### Texto fornecido:
.....

Muitas mães relatam que amamentar é também um processo de autoconhecimento — de paciência, resiliência e redescoberta do próprio corpo. Não há uma regra universal: cada mulher amamenta à sua maneira, com suas condições físicas, emocionais e sociais.

Medo, insegurança e dor fazem parte do início, mas com apoio correto e escuta ativa, a mulher se transforma em fonte inesgotável de força e cuidado. Consultoras de amamentação, bancos de leite e redes de apoio são fundamentais para sustentar essa jornada.

O papel da ocitocina: o hormônio do amor

Durante a amamentação, o corpo libera ocitocina, substância que:

  • Estimula a ejeção do leite
  • Promove sentimentos de prazer e vínculo
  • Reduz o estresse materno
  • Fortalece o apego entre mãe e bebê

Esse hormônio atua como um elo invisível que enlaça os corpos e corações, criando uma linguagem silenciosa de cuidado.

O poder do colostro — o “primeiro leite”

Nos primeiros dias, o bebê recebe o colostro, substância riquíssima em anticorpos, fácil de ser digerida e ideal para estimular o intestino e o sistema imunológico. É considerado a primeira vacina natural — e seu valor é imenso, mesmo que em pequenas quantidades.

A pressa e o mito da fórmula

Infelizmente, muitas mães acabam cedendo à fórmula diante do choro do bebê ou da insegurança nos primeiros dias. Mas é importante saber que:

  • Fórmulas reduzem o estímulo à produção de leite materno
  • Podem aumentar risco de alergias, infecções e alterações gastrointestinais
  • Contribuem menos para o vínculo afetivo que se fortalece no peito
  • Não oferecem os anticorpos naturais que só o leite humano proporciona

O choro do recém-nascido nem sempre é sinal de fome — pode ser frio, desconforto, necessidade de colo. A orientação correta é fundamental, e o papel dos bancos de leite e consultoras de amamentação é vital nessa etapa.

Alimentação e emocional: tudo conta

Para manter uma boa produção de leite, é preciso cuidar da alimentação da mãe:

  • Proteínas (ovo, frango, leguminosas)
  • Frutas e verduras variadas
  • Hidratação constante
  • Gorduras saudáveis (abacate, azeite)

.....

### Registros exibidos:
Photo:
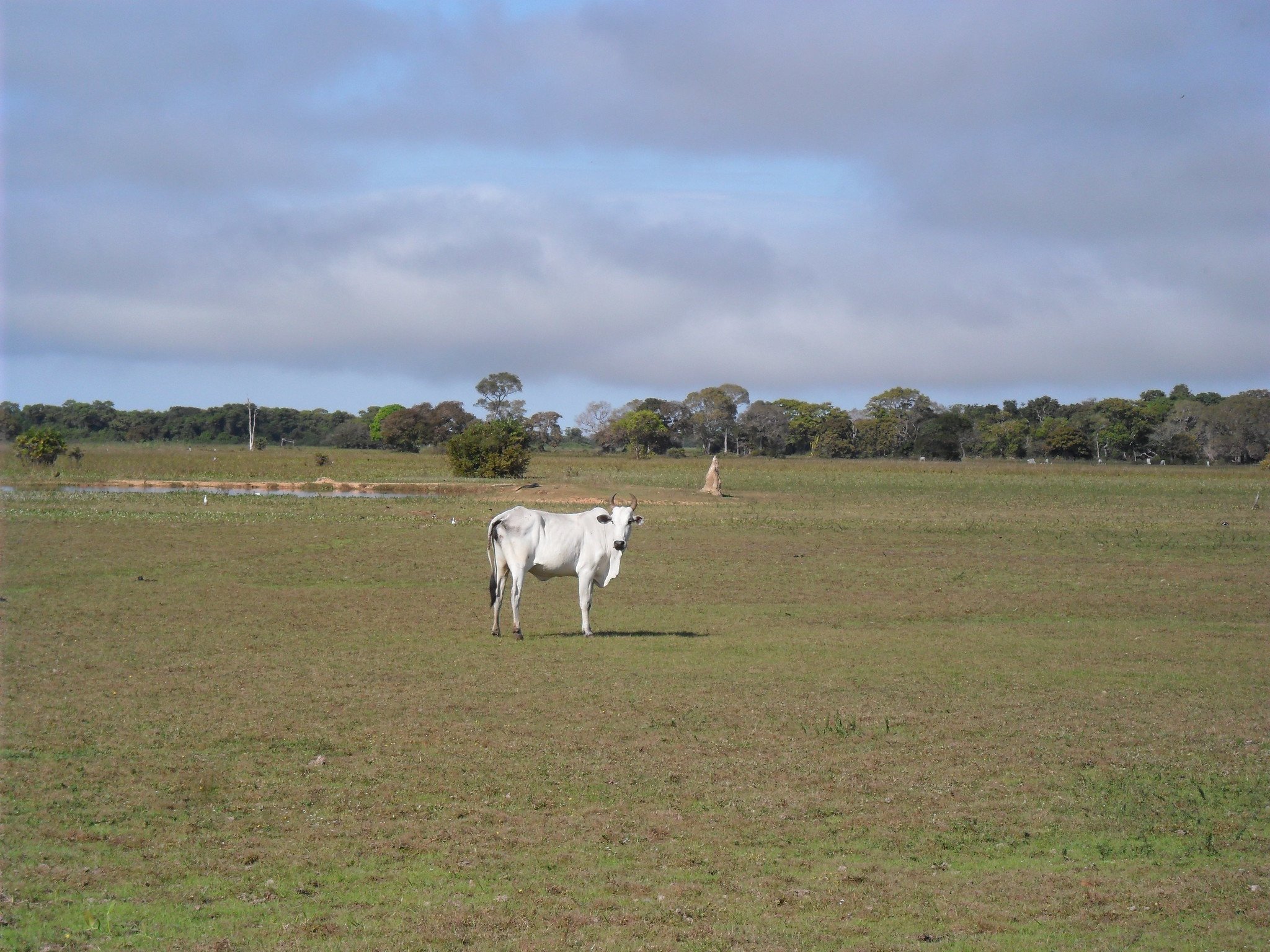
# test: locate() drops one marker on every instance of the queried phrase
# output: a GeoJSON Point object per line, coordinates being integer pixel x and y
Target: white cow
{"type": "Point", "coordinates": [551, 545]}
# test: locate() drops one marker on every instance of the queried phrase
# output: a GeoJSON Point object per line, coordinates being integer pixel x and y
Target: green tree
{"type": "Point", "coordinates": [944, 436]}
{"type": "Point", "coordinates": [1127, 431]}
{"type": "Point", "coordinates": [545, 430]}
{"type": "Point", "coordinates": [1009, 438]}
{"type": "Point", "coordinates": [12, 421]}
{"type": "Point", "coordinates": [1066, 439]}
{"type": "Point", "coordinates": [1238, 428]}
{"type": "Point", "coordinates": [806, 421]}
{"type": "Point", "coordinates": [351, 434]}
{"type": "Point", "coordinates": [837, 434]}
{"type": "Point", "coordinates": [495, 397]}
{"type": "Point", "coordinates": [378, 420]}
{"type": "Point", "coordinates": [906, 409]}
{"type": "Point", "coordinates": [644, 432]}
{"type": "Point", "coordinates": [1041, 409]}
{"type": "Point", "coordinates": [713, 415]}
{"type": "Point", "coordinates": [1180, 392]}
{"type": "Point", "coordinates": [491, 450]}
{"type": "Point", "coordinates": [766, 428]}
{"type": "Point", "coordinates": [874, 436]}
{"type": "Point", "coordinates": [40, 444]}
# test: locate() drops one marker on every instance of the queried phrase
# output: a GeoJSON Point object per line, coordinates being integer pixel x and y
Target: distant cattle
{"type": "Point", "coordinates": [556, 545]}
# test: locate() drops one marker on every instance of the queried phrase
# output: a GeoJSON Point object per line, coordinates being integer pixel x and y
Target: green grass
{"type": "Point", "coordinates": [855, 705]}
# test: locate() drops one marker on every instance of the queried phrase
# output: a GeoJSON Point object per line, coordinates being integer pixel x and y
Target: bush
{"type": "Point", "coordinates": [489, 450]}
{"type": "Point", "coordinates": [40, 444]}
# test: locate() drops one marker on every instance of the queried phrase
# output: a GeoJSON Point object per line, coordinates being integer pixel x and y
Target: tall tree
{"type": "Point", "coordinates": [495, 397]}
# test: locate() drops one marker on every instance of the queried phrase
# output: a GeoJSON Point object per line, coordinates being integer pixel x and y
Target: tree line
{"type": "Point", "coordinates": [1176, 427]}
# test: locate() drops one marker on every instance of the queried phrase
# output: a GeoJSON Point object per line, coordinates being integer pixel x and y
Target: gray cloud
{"type": "Point", "coordinates": [1052, 192]}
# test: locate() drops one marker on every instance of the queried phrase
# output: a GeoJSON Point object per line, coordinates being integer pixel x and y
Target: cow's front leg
{"type": "Point", "coordinates": [586, 588]}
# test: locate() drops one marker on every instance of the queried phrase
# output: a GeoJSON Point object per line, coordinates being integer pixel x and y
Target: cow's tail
{"type": "Point", "coordinates": [492, 540]}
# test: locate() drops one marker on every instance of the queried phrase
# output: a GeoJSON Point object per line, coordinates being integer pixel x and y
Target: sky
{"type": "Point", "coordinates": [346, 203]}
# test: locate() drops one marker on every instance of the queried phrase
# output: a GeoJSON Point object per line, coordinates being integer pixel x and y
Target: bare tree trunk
{"type": "Point", "coordinates": [251, 425]}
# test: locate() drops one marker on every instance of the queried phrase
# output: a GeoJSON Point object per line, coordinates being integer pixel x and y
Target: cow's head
{"type": "Point", "coordinates": [621, 519]}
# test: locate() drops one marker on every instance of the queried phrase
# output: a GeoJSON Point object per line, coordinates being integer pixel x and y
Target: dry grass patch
{"type": "Point", "coordinates": [874, 706]}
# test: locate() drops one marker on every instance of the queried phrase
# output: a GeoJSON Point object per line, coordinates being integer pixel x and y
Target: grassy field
{"type": "Point", "coordinates": [854, 705]}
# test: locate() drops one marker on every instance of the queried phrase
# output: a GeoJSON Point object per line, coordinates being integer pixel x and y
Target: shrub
{"type": "Point", "coordinates": [40, 444]}
{"type": "Point", "coordinates": [489, 450]}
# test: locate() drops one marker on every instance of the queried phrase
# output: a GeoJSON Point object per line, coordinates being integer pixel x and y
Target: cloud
{"type": "Point", "coordinates": [1068, 192]}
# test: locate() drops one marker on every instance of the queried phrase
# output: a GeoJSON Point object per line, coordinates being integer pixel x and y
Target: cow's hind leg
{"type": "Point", "coordinates": [517, 573]}
{"type": "Point", "coordinates": [497, 587]}
{"type": "Point", "coordinates": [586, 589]}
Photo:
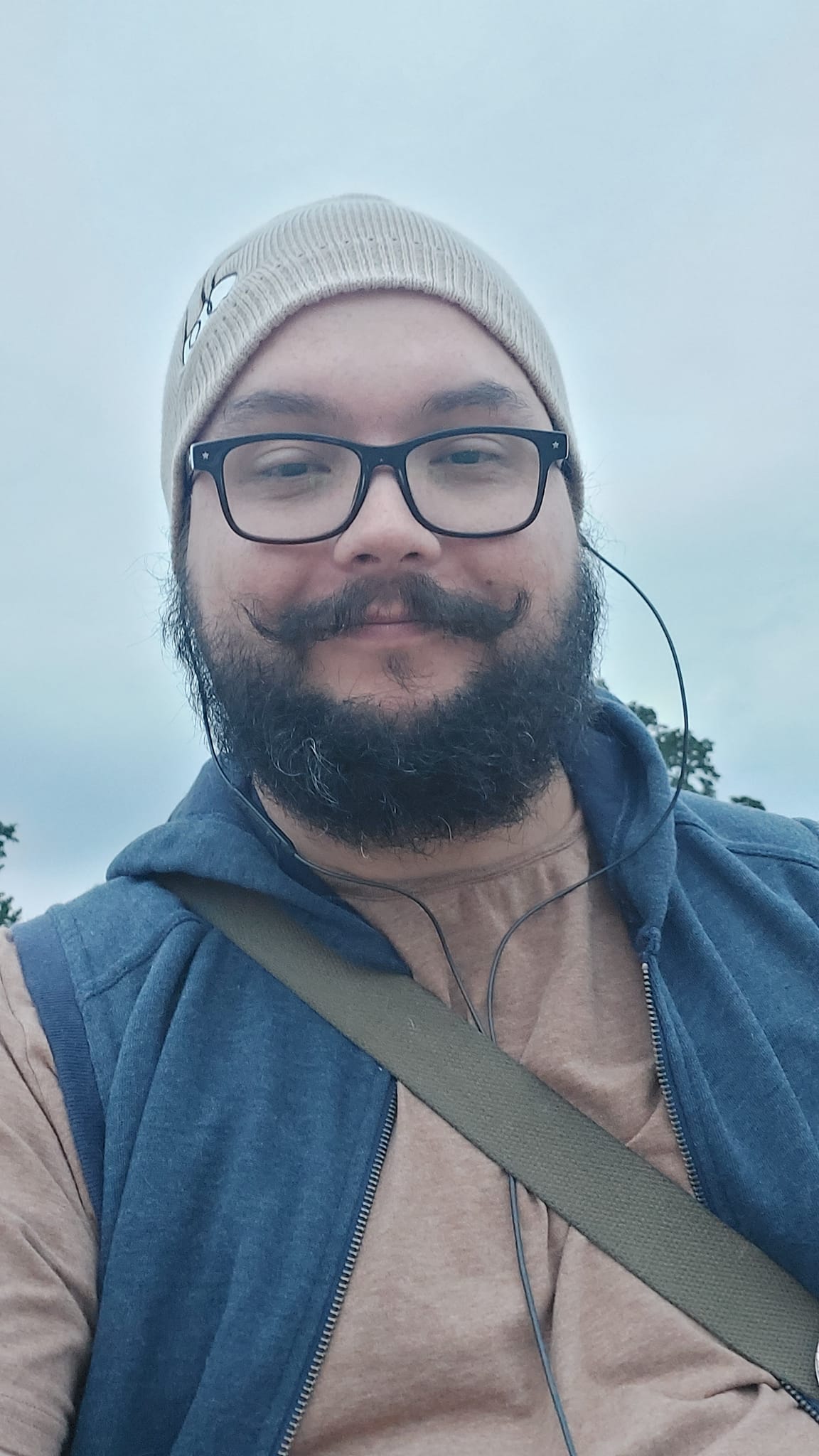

.....

### Tarefa proposta 1:
De acordo com o texto sobre amamentação, qual hormônio o corpo libera durante a amamentação?
### Tarefa proposta 2:
Continue o texto sobre amamentação a partir do ponto em que ele termina.
Os registros não têm nenhum papel nesta atividade.

### Resposta da tarefa 1:
A ocitocina.

### Resposta da tarefa 2:
  • Evitar estresse, culpa e exaustão

O estado emocional da mãe interfere diretamente na liberação de ocitocina — o hormônio do amor e da ejeção do leite. Quando acolhida e apoiada, a mulher amamenta com mais fluidez e confiança.

Hoje, quando olho para Luísa nos meus braços, penso: o leite pode ter chegado diferente. Mas o amor é o mesmo. E talvez mais profundo, porque agora carrega também a maturidade da jornada.

Que cada mãe receba apoio. Que cada bebê receba leite — e com ele, afeto. Que a sociedade entenda que amamentar é construir saúde com as próprias mãos.

Nova lei no Distrito Federal valoriza doadoras de leite materno com isenção em concursos públicos

Fechando com chave de ouro, o Distrito Federal acaba de dar um passo importante no reconhecimento do papel das mulheres que doam leite materno. Em junho de 2025, foi sancionada a Lei nº 7.711/25, que garante isenção da taxa de inscrição em concursos públicos do GDF para mulheres que comprovarem doações regulares aos bancos de leite humano2.

O que diz a nova lei?

Para ter direito à isenção, a candidata deve:

  • Ter feito pelo menos duas doações por mês, durante três meses consecutivos
  • As doações devem ter ocorrido nos últimos três anos antes da inscrição no concurso
  • A comprovação será detalhada nos editais dos concursos públicos do GDF

Essa medida é válida para todos os certames realizados pelo Governo do Distrito Federal, e representa uma forma de reconhecimento e incentivo à doação de leite humano — um ato que salva vidas, especialmente de bebês prematuros e com baixo peso.

Por que isso importa?

Segundo dados do Banco de Leite Humano do DF:

  • Em 2024, 6.625 mulheres foram doadoras
  • Em 2025, até maio, já são 2.613 doadoras

A expectativa é que a nova lei aumente esse número, estimulando mais mulheres a contribuírem com esse gesto de solidariedade. Como destaca a coordenadora das Políticas de Aleitamento Materno do DF, Mariane Curado, “é uma forma de valorizar quem doa. A mulher amamenta o próprio bebê e ainda consegue apoiar outros que precisam do leite materno”.

Essa iniciativa reforça que amamentar e doar leite humano são atos de cidadania e saúde pública. E quando o Estado reconhece esse esforço, ele fortalece não só os bancos de leite, mas também a rede de apoio às mães e aos bebês que mais precisam.